◆ Prompt
Copy the data from the line containing "For the benchmark, spot each instance of the illuminated" through the end of the data, swapping "spot" for "find" and leaving everything else as it is.

◆ Provided entries
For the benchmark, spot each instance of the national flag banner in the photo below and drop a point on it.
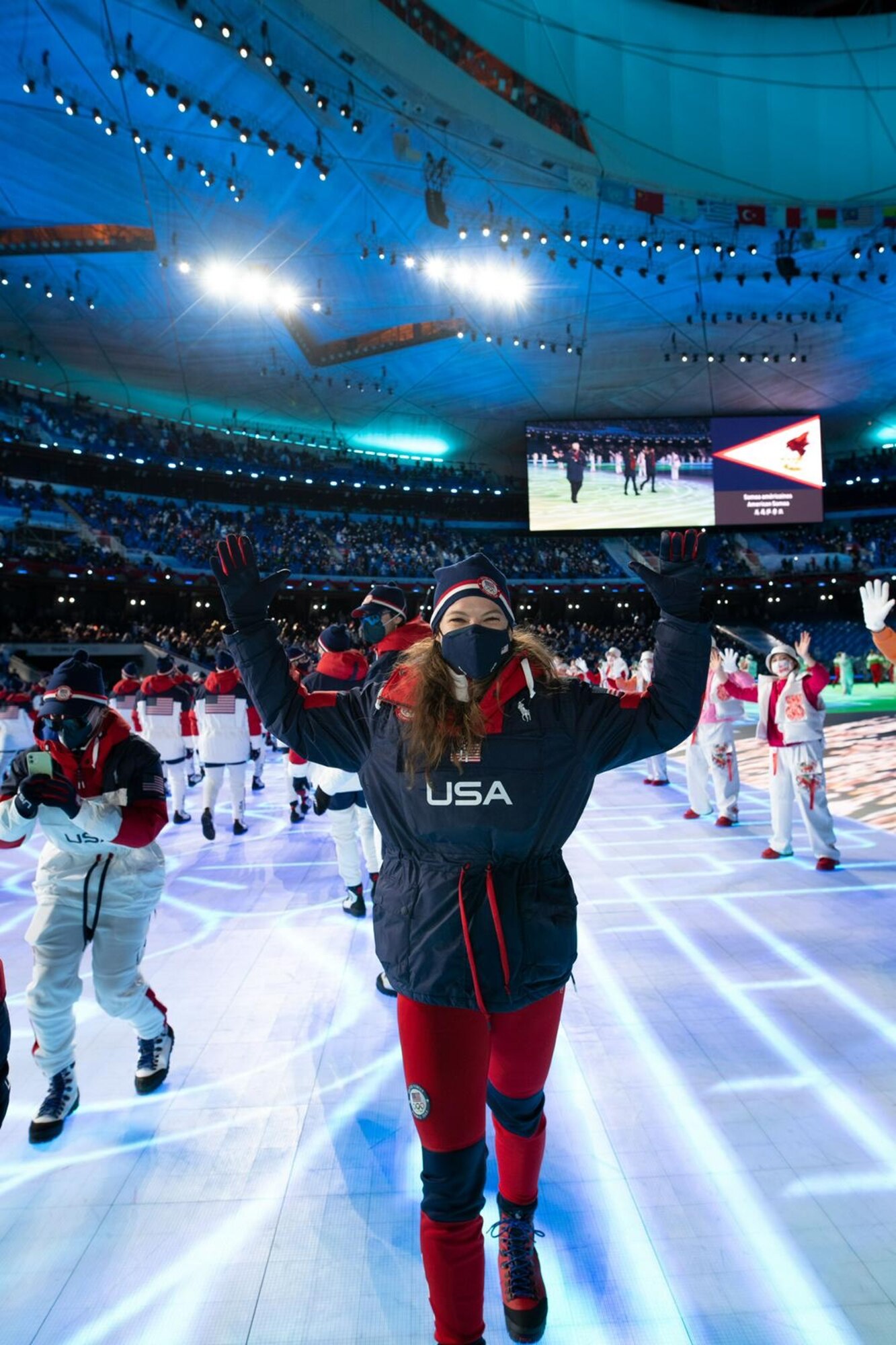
(615, 193)
(651, 202)
(682, 209)
(717, 212)
(860, 217)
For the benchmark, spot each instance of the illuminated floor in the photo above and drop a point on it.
(721, 1161)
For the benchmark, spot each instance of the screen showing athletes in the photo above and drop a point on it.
(741, 471)
(607, 474)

◆ Written solution
For the benchmark, find each instance of the illuminated floor in the photo above and drop a point on it.
(721, 1161)
For the benchmark, find each instance of the screen showing athletes in the photo above and drop a point on it.
(741, 471)
(607, 474)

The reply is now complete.